◆ TASK DIRECTIONS ◆
Write out the band camp text word for word, starting at "There’s questioning—the understanding" and ending at "all in there.".

There’s questioning—the understanding that you, the student, have a
responsibility to stop things and ask for help or clarification where necessary,
and not just keep your head down and hope nobody notices. Finally, there’s the owning
of your own learning—monitoring your progress, caring about your growth, and
seeing what you’re doing as part of a life-long love of music and enrichment of
life. It’s all in there.
If you
needed an argument for why the arts must
be supported and paid for in our schools, why they are not luxuries or
frills, look no further. If we include team athletics in our schools because we
value what they teach about sportsmanship, competition, perseverance, and
teamwork, then team musicianship should be valued no less. There are values and
skills we want every single child to learn, practice, and make part of their
lives, and if we truly believe that children are different, we need to provide
different ways for them to learn those things. Neither of my children took to
team sports. (Big surprise.) Both of them have flourished and grown doing team
music.
Finally,
what can band camp teach us about how we conduct our classrooms and our
schools? The comparison is interesting. We are obviously “techniques” teachers;
we develop the core skills. But look what’s missing. Who brings students together to learn how to
“play” with those skills? Who even
defines or communicates what it means
to play with the skills we’re teaching them? I’m not talking about music, or
sports, or studio art; I’m talking about academics.

◆ EXTRACTED MATERIAL ◆
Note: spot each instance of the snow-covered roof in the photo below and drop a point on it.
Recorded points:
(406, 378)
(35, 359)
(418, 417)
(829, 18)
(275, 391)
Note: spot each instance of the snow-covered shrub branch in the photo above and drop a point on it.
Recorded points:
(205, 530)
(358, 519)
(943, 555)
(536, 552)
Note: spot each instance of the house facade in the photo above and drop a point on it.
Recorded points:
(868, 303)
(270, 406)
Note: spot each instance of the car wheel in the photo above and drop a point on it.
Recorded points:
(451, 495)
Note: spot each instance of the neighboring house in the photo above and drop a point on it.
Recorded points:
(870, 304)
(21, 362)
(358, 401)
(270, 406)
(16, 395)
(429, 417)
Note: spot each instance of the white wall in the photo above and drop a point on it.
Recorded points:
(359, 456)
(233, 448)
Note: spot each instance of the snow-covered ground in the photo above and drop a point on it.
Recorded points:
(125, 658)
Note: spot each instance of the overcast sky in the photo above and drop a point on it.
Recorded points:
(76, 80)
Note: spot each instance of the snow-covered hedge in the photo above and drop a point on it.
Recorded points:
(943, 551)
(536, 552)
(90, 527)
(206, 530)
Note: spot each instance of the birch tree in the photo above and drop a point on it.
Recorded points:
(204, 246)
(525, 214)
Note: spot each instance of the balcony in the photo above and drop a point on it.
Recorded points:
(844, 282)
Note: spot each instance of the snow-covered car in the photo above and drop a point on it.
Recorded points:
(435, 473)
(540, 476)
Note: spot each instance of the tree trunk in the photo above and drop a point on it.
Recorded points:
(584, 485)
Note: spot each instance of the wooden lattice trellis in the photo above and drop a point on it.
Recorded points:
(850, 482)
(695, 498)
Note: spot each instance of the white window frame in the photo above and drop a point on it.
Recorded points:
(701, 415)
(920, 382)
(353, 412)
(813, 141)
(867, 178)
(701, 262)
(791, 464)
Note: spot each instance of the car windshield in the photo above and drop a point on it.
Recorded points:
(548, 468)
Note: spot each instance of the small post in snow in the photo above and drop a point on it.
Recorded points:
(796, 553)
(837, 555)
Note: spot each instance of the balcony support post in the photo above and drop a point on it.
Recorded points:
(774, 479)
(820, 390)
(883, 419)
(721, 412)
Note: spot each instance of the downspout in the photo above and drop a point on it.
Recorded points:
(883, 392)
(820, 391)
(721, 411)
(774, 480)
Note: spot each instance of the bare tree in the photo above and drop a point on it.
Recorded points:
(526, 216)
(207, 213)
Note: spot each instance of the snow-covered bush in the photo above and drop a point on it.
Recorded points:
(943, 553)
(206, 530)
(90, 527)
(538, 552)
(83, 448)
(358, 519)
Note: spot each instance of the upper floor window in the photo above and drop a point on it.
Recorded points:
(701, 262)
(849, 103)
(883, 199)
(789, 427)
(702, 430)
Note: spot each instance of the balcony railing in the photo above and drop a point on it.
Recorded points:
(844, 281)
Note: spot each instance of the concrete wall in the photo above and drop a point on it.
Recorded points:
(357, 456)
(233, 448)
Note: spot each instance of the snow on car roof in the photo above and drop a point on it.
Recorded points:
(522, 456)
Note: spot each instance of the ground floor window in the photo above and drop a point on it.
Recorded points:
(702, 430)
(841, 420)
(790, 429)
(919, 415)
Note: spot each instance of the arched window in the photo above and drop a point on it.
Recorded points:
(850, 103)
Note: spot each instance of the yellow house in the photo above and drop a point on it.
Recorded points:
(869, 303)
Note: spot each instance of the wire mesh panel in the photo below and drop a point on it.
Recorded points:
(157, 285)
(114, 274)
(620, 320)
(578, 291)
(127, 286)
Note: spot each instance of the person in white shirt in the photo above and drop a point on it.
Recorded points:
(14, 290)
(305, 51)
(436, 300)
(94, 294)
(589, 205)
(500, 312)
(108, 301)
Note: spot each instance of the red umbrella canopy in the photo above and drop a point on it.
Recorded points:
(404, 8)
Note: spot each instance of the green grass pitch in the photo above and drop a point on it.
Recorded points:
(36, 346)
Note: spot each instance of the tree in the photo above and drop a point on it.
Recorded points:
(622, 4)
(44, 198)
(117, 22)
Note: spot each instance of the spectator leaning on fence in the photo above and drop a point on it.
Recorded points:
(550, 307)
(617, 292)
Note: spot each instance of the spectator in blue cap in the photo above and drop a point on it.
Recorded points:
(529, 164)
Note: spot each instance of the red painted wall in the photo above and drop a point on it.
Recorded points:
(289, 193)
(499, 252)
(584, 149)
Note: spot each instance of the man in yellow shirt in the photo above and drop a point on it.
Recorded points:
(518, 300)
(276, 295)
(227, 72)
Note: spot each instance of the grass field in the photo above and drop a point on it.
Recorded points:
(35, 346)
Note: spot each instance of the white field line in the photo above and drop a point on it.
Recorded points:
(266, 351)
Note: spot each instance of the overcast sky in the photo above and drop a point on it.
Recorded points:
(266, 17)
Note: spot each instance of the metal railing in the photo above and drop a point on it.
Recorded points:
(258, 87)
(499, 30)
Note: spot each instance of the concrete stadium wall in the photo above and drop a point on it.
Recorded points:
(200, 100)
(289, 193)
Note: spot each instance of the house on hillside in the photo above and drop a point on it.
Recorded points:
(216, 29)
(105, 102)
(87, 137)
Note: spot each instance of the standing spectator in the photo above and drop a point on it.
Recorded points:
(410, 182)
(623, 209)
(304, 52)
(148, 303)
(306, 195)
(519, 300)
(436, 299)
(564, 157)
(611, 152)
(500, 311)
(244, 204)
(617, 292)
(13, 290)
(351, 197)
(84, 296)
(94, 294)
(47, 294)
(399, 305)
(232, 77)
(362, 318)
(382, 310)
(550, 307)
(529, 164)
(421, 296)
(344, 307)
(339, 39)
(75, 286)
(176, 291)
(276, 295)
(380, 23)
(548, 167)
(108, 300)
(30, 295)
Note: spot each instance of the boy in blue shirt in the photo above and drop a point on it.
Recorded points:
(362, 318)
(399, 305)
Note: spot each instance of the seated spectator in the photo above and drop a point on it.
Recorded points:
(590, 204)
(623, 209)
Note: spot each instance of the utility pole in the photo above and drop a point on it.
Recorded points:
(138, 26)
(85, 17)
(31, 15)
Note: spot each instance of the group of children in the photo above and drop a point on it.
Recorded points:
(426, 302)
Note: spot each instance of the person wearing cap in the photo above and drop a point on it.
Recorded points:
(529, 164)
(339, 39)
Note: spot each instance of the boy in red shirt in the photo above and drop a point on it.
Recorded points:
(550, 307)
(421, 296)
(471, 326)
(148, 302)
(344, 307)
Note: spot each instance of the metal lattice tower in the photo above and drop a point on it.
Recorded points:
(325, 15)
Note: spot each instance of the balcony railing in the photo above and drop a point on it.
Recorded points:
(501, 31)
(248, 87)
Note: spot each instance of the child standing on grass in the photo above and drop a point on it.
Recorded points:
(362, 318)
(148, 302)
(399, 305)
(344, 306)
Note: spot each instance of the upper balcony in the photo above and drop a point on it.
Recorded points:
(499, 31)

◆ COMPLETED TASK ◆
There’s questioning—the understanding that you, the student, have a
responsibility to stop things and ask for help or clarification where necessary,
and not just keep your head down and hope nobody notices. Finally, there’s the owning
of your own learning—monitoring your progress, caring about your growth, and
seeing what you’re doing as part of a life-long love of music and enrichment of
life. It’s all in there.